───── TRECHO DO DOCUMENTO

Aqui não há técnicas brilhantes que chamem a atenção. A direção de Ang Lee é competente, mas nada de genial. A fotografia, ajudada pelo cenário majestoso, é de uma beleza comum e o que faz de melhor é contribuir nos enquadramentos. A montagem traz uma idéia mais conceitual, dando a impressão de que a trama lança coisas novas à todo momento, que não têm tempo de se instaurar, o que acredito ser parte da idéia. A música arrebatadora, repetida durante todo o desenrolar da história sem soar cansativa, passa angústia e solidão. O roteiro magnífico é muito semelhante ao conto homônimo que o inspirou, mas desenvolve a premissa com mais delicadeza.
Brokeback Mountain emociona por explorar um amor verdadeiro, de uma maneira real. A paixão aqui afeta irremediavelmente não só os protagonistas, mas os outros ao seu redor. Não se pode mesmo ir contra uma força da natureza. O ser humano é apenas possuído e segue impotente. E assim, com seu jeito, o longa é triste, forte e maravilhoso. Quisera eu ser capaz de, como sugeriu um amigo, fazer o prazer que sentimos ao ver o filme se prolongar nesse texto.

13 Comentários:

Às 1:57 AM , Blogger Isabella Goulart disse...

Digamos que eu sou uma moça que tem muito a dizer... Coluna de jornal? Será que posso ter um jornal inteiro?! =D

 
Às 4:17 PM , Anonymous Anônimo disse...

Isa, fala sério! Tipo, à parte nossas divergências quanto ao caráter de uma personagem, a crítica tah otima. Entretanto, deve ter sido a mais extensa que vc jah escreveu! Toma cuidado, daqui a pouco as pessoas vao acabar tendo preguiça de ler! bjinhos

 
Às 4:37 PM , Blogger Isabella Goulart disse...

──────────
───── ENTRADAS FORNECIDAS

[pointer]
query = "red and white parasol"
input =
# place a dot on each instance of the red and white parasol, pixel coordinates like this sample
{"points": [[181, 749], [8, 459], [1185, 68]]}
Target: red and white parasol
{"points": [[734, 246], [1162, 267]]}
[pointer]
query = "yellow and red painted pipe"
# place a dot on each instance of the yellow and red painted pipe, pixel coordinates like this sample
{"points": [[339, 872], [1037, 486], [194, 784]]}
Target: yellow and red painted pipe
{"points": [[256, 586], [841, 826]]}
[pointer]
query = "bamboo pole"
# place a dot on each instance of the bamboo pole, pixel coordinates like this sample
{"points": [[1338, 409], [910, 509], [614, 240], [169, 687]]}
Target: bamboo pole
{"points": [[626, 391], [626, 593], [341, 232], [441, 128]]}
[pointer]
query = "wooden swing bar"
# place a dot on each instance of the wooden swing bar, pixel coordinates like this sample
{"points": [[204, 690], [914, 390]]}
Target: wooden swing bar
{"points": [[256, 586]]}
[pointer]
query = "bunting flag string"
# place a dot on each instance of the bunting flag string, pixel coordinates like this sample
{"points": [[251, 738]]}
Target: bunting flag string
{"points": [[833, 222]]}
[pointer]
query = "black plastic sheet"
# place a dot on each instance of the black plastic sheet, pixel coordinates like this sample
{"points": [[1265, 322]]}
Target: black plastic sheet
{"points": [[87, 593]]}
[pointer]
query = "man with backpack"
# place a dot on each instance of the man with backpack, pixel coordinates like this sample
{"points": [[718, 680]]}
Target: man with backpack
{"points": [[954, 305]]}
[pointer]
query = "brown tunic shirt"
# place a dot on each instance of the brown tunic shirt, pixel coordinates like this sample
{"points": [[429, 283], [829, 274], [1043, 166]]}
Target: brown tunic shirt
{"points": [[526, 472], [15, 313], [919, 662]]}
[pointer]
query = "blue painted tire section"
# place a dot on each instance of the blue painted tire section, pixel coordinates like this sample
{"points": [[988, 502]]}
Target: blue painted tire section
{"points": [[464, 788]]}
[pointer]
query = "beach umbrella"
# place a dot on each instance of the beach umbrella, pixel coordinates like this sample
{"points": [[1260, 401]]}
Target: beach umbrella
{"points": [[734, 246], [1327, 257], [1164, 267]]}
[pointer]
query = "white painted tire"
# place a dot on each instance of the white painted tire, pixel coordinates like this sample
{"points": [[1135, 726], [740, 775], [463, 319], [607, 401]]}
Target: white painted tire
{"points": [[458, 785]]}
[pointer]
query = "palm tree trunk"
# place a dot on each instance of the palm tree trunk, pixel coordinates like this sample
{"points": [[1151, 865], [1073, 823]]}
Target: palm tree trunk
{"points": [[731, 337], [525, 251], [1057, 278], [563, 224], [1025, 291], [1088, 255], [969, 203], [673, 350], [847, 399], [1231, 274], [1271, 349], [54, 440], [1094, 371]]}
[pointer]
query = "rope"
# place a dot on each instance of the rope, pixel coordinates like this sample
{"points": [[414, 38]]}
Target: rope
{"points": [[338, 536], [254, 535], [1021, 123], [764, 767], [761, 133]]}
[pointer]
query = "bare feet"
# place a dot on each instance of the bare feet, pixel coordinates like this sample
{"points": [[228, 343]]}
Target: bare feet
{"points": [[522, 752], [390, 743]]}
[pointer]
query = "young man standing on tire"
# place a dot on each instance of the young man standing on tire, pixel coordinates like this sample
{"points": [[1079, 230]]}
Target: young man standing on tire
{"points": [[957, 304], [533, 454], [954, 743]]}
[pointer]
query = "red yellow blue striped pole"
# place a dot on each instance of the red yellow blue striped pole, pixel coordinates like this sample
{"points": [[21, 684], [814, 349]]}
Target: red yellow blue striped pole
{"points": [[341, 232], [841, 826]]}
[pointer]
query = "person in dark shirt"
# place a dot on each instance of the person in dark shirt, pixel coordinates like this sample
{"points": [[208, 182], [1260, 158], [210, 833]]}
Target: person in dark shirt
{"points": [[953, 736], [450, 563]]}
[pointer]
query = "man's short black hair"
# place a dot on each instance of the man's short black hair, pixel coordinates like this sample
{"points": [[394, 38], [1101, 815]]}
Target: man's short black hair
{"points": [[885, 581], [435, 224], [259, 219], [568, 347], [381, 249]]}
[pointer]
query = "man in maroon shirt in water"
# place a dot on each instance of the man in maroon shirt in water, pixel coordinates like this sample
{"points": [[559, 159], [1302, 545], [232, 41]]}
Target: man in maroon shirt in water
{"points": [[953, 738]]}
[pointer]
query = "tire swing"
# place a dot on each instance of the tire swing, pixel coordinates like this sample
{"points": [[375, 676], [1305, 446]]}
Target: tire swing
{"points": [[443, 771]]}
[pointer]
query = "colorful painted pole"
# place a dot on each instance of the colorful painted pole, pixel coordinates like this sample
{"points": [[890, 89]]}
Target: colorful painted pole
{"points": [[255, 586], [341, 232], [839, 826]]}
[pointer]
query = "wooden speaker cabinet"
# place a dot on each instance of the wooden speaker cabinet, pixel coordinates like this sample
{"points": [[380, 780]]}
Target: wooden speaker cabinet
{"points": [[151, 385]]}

──────────

> _O QUE FAZER_:
Responda com base no trecho sobre Brokeback Mountain:
(a) O que a música do filme passa, segundo o trecho?
(b) A que o roteiro é muito semelhante?
(c) No comentário anônimo, o que as pessoas podem acabar tendo daqui a pouco?

> _RESPOSTA COMPLETA_:
(a) Angústia e solidão.
(b) Ao conto homônimo que o inspirou.
(c) Preguiça de ler.